Available data =

════════════════

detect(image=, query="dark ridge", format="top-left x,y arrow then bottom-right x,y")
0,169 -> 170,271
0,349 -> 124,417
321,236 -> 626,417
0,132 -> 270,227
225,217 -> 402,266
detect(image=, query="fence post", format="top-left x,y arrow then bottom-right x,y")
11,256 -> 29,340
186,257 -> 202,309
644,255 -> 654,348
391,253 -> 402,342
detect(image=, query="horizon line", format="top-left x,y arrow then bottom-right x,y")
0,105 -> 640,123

════════════════

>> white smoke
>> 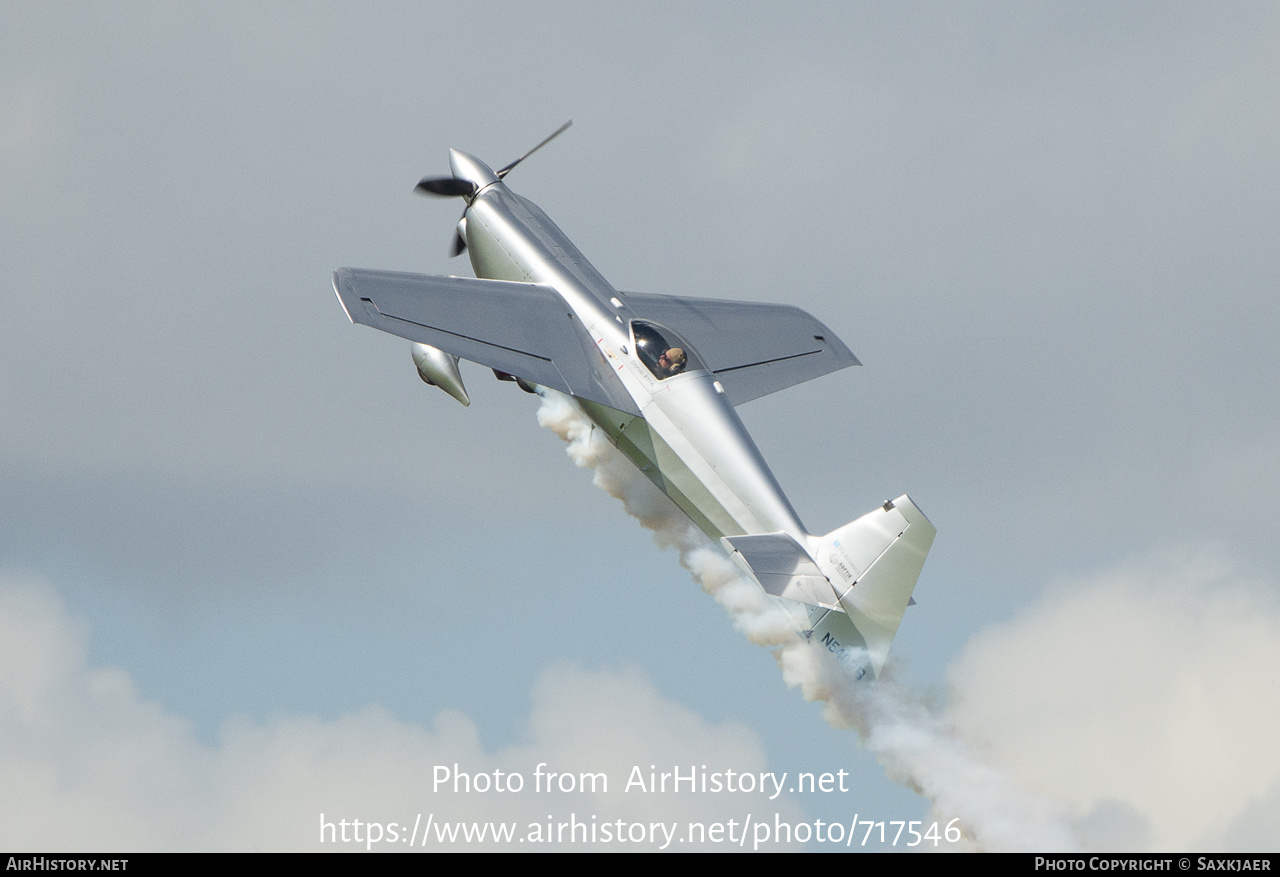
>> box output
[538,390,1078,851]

════════════════

What is asked =
List every line of the listing that contains the string "left", copying each one in full.

Task response =
detect(image=, query="dark ridge", format="top-left x,y arrow then bottom-right x,y")
detect(image=, query="fence post", format="top-left x,y arrow then bottom-right x,y")
detect(image=, query="horizon line", format="top-left x,y arrow then bottom-right x,y")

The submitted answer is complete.